§ Problem to work on
Reproduce every line of the data below word for word, with no changes.

---------- Records supplied

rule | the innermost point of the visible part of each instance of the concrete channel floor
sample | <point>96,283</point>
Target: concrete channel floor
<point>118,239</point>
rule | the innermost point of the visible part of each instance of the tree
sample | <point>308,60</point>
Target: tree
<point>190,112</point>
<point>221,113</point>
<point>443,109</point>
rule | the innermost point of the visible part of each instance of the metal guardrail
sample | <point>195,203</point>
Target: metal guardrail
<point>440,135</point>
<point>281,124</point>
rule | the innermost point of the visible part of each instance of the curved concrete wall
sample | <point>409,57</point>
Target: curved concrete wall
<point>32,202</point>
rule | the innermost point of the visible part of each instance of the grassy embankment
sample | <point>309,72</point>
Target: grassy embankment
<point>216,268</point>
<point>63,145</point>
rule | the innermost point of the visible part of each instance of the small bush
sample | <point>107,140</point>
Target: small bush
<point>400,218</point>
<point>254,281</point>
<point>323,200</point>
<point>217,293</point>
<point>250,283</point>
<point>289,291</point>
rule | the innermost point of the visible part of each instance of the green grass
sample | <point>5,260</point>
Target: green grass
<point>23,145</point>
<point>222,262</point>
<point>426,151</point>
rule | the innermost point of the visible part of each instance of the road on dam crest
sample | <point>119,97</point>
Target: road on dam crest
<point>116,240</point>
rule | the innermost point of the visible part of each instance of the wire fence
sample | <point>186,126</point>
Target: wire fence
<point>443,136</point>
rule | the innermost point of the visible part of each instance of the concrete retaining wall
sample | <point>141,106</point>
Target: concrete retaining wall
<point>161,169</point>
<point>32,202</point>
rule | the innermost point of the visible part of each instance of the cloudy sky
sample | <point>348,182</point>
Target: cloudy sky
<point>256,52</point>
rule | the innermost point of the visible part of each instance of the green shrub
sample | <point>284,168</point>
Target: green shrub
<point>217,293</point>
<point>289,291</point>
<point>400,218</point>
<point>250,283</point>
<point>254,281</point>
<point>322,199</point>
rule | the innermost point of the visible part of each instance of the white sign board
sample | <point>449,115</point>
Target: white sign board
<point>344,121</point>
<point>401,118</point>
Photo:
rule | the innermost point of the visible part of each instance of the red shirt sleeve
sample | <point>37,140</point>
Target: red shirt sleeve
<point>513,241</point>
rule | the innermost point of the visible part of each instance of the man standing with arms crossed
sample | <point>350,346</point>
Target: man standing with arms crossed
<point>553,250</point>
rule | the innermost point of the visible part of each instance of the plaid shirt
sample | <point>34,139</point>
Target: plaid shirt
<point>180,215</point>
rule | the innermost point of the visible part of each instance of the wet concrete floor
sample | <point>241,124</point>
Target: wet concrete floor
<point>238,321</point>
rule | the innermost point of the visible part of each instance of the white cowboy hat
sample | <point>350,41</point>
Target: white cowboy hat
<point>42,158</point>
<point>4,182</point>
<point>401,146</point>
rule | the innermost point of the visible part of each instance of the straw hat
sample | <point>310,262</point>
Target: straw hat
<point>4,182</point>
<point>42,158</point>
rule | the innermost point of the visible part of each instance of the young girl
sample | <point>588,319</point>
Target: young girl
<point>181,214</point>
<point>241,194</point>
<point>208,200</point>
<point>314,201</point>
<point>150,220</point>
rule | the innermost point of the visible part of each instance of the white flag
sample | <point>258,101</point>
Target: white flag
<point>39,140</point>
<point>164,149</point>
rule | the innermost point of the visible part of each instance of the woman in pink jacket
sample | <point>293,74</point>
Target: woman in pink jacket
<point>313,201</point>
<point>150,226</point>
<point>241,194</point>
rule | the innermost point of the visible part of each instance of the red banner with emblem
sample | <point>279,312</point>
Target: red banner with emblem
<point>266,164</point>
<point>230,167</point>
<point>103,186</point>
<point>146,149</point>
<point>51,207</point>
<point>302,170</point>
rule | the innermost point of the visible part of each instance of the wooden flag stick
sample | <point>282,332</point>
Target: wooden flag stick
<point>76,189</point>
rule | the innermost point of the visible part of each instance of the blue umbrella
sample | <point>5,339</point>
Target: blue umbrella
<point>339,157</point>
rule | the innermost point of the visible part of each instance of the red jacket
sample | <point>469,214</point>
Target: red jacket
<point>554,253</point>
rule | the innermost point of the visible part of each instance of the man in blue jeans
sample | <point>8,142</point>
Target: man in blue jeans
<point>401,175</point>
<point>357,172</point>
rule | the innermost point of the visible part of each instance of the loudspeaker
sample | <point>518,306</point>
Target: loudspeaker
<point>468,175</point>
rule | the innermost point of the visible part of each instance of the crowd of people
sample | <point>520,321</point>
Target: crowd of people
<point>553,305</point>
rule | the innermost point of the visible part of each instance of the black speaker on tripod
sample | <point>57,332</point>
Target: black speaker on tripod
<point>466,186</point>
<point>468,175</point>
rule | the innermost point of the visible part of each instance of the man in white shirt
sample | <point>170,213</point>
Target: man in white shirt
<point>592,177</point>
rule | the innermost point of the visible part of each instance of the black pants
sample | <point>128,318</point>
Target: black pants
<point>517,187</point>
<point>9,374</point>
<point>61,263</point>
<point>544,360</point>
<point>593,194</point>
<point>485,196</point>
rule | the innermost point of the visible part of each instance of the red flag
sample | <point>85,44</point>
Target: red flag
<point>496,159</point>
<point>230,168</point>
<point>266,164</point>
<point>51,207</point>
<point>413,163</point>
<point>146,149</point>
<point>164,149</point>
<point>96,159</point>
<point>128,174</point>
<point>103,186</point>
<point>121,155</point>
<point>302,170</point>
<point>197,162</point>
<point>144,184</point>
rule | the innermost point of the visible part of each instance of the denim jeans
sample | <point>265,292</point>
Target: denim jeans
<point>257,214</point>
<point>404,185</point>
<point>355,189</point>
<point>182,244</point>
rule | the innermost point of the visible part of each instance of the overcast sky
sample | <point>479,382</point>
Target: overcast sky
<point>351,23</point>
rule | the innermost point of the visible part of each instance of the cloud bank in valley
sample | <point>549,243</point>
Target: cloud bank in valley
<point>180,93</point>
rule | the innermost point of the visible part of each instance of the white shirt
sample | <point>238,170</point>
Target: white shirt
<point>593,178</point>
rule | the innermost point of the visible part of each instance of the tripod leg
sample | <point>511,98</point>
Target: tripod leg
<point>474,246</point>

--------------------

§ Exercise answer
rule | the innermost point of the visible part of each instance of the concrete channel floor
sample | <point>96,283</point>
Target: concrete channel floor
<point>118,239</point>
rule | the innermost point of the visible part of each instance of the tree
sample | <point>308,60</point>
Target: tree
<point>190,112</point>
<point>221,113</point>
<point>443,109</point>
rule | the innermost point of the visible part of each instance of the metal guardrail
sample | <point>195,203</point>
Target: metal guardrail
<point>440,135</point>
<point>281,124</point>
rule | the innermost point of the visible part of each instance of the curved concrete wall
sample | <point>409,57</point>
Target: curved concrete wall
<point>32,202</point>
rule | the innermost point of the visible part of each instance of the grassy embankment
sample | <point>309,72</point>
Target: grassy embankment
<point>216,268</point>
<point>63,145</point>
rule | the innermost point of the visible part of each instance of the small bush
sample | <point>107,140</point>
Target: small bush
<point>400,218</point>
<point>254,281</point>
<point>323,200</point>
<point>217,293</point>
<point>250,283</point>
<point>289,291</point>
rule | the innermost point of the visible part of each instance of the green grass
sample | <point>5,260</point>
Target: green grass
<point>23,145</point>
<point>222,262</point>
<point>426,151</point>
rule | the innermost point of the visible part of each instance of the road on dam crest
sample | <point>119,97</point>
Target: road on dam crest
<point>116,240</point>
rule | the innermost point of the visible part of each instance of the wire fence
sample | <point>186,126</point>
Target: wire fence
<point>443,136</point>
rule | the innermost point of the visible part of each instance of the concrete retaining wall
sample | <point>141,106</point>
Target: concrete retaining wall
<point>161,169</point>
<point>32,202</point>
rule | the innermost point of the visible part of each instance of the cloudy sky
sample | <point>348,182</point>
Target: cloudy sky
<point>256,52</point>
rule | the innermost point of the visible part of each instance of the green shrub
sample | <point>284,168</point>
Target: green shrub
<point>217,293</point>
<point>289,291</point>
<point>400,218</point>
<point>250,283</point>
<point>254,281</point>
<point>322,199</point>
rule | the innermost point of the visible part of each instance of the white sign board
sample | <point>449,115</point>
Target: white sign board
<point>344,121</point>
<point>401,118</point>
Photo:
rule | the innermost point of the visible part of each instance of the red shirt sleeve
sample | <point>37,140</point>
Target: red shirt sleeve
<point>513,241</point>
rule | the innermost point of the visible part of each instance of the man standing with arms crossed
sample | <point>350,346</point>
Target: man standing with arms crossed
<point>553,250</point>
rule | the innermost point of the visible part of each instance of the plaid shirt
sample | <point>34,139</point>
Target: plaid shirt
<point>180,215</point>
rule | the innermost point of the visible part of each instance of the wet concrete floor
sample | <point>241,124</point>
Target: wet concrete floor
<point>238,321</point>
rule | the innermost point of the visible part of each instance of the white cowboy hat
sample | <point>350,41</point>
Target: white cowboy hat
<point>42,158</point>
<point>4,182</point>
<point>401,146</point>
rule | the innermost point of the visible part of each instance of the straw hat
sample | <point>310,262</point>
Target: straw hat
<point>4,182</point>
<point>42,158</point>
rule | the innermost point of the visible part of each instance of the young girl
sample | <point>588,319</point>
Target: young girl
<point>181,214</point>
<point>241,194</point>
<point>208,200</point>
<point>314,201</point>
<point>150,220</point>
rule | the innermost point of the visible part of each instance of the white flag
sample | <point>258,101</point>
Target: white flag
<point>39,140</point>
<point>164,149</point>
rule | the innermost point of the visible part of each instance of the woman in pink jacket
sample | <point>293,74</point>
Target: woman in pink jacket
<point>313,201</point>
<point>150,226</point>
<point>241,194</point>
rule | the innermost point of the visible part of each instance of the red banner with emblem
sample | <point>279,312</point>
Target: red banner with emblem
<point>266,164</point>
<point>230,167</point>
<point>103,186</point>
<point>146,149</point>
<point>51,207</point>
<point>302,170</point>
rule | the innermost point of the visible part of each instance of the wooden flag stick
sample | <point>282,332</point>
Target: wooden flag stick
<point>76,189</point>
rule | the innermost point of the visible part of each instance of the blue umbrella
sample | <point>5,339</point>
Target: blue umbrella
<point>339,157</point>
rule | the innermost point of the visible part of each instance of the red jacket
sample | <point>469,214</point>
Target: red jacket
<point>554,253</point>
rule | the innermost point of the visible part of each instance of the man in blue jeans
sample | <point>8,142</point>
Target: man in blue jeans
<point>401,175</point>
<point>357,172</point>
rule | the innermost point of the visible part of each instance of the loudspeaker
sample | <point>518,306</point>
Target: loudspeaker
<point>468,175</point>
rule | the innermost point of the visible part of each instance of the crowd of people
sample | <point>520,321</point>
Target: crowd of people
<point>553,305</point>
rule | the innermost point of the visible part of each instance of the black speaker on tripod
sample | <point>57,332</point>
Target: black speaker on tripod
<point>466,186</point>
<point>468,175</point>
rule | the innermost point of the visible part of each instance of the man in white shirt
sample | <point>170,213</point>
Target: man in white shirt
<point>592,177</point>
rule | the innermost point of the visible part of each instance of the black pants
sample | <point>128,318</point>
Target: black pants
<point>517,187</point>
<point>9,374</point>
<point>61,263</point>
<point>544,360</point>
<point>593,194</point>
<point>485,196</point>
rule | the innermost point of the visible part of each instance of the red flag
sample | <point>85,44</point>
Target: red flag
<point>496,159</point>
<point>230,168</point>
<point>266,164</point>
<point>51,207</point>
<point>413,163</point>
<point>146,149</point>
<point>164,149</point>
<point>96,159</point>
<point>128,174</point>
<point>103,186</point>
<point>121,155</point>
<point>302,170</point>
<point>197,162</point>
<point>144,184</point>
rule | the innermost point of the visible part of each instance of the denim jeans
sample | <point>265,292</point>
Target: denim jeans
<point>257,214</point>
<point>404,185</point>
<point>355,189</point>
<point>182,244</point>
rule | the innermost point of the visible part of each instance of the overcast sky
sample | <point>479,382</point>
Target: overcast sky
<point>351,23</point>
rule | the innermost point of the visible part of each instance of the cloud bank in valley
sample | <point>549,243</point>
Target: cloud bank in valley
<point>180,93</point>
rule | the innermost point of the visible part of each instance of the white shirt
sample | <point>238,170</point>
Target: white shirt
<point>593,178</point>
rule | the innermost point of the visible part of each instance of the tripod leg
sample | <point>511,98</point>
Target: tripod leg
<point>474,246</point>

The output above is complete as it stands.